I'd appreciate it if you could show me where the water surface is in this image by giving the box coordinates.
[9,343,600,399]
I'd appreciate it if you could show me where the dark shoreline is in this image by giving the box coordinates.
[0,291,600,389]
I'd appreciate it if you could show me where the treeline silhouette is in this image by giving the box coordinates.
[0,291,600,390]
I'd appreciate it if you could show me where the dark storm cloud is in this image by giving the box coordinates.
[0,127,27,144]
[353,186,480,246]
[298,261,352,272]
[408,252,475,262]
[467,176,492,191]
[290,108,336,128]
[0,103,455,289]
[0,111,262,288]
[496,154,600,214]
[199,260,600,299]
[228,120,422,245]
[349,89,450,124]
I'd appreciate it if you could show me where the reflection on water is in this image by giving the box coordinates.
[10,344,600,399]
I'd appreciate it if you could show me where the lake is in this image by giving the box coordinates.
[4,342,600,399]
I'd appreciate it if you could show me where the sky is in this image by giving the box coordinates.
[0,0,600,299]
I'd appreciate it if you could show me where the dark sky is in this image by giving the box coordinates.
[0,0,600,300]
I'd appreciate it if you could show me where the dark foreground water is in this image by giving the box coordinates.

★ ★ ★ ★ ★ ★ ★

JOB: Convert the data above into a Markdown table with two columns, Row and Data line. Give each nonblank line its own row, numbered in order.

WRITTEN RESPONSE:
| Row | Data line |
|---|---|
| 1 | I'd appreciate it if you could show me where the water surface is in this image by giving the box coordinates. |
| 2 | [9,343,600,399] |
| 3 | I'd appreciate it if you could show me where the dark shoreline is in this image by giving the box coordinates. |
| 4 | [0,291,600,389] |
| 5 | I'd appreciate it if you could show me where the treeline silhouette is in this image by giving the box coordinates. |
| 6 | [0,291,600,390] |
| 7 | I'd appreciate it if you could show me where the dark storm cloud is in this image by giving the box coordinates. |
| 8 | [0,127,27,144] |
| 9 | [353,186,480,246] |
| 10 | [298,261,352,272] |
| 11 | [408,252,475,262] |
| 12 | [467,176,492,191] |
| 13 | [290,108,336,128] |
| 14 | [0,103,455,289] |
| 15 | [0,111,262,288] |
| 16 | [496,154,600,214] |
| 17 | [199,260,600,299] |
| 18 | [228,120,422,245] |
| 19 | [349,89,450,124] |
| 20 | I'd appreciate it if you could show me where the reflection on water is in this image by giving the box coordinates. |
| 21 | [10,344,600,399] |
| 22 | I'd appreciate it if you could show me where the lake is in this image by giving the box coordinates. |
| 23 | [4,342,600,399] |
| 24 | I'd appreciate it if you could show me where the sky is in this image by giving the box coordinates. |
| 25 | [0,0,600,299] |
| 26 | I'd appreciate it if you could show me where the dark sky is in this image by giving the box coordinates. |
| 27 | [0,0,600,300] |
| 28 | I'd appreciate it if you could show me where the dark foreground water is in this image by giving the box coordinates. |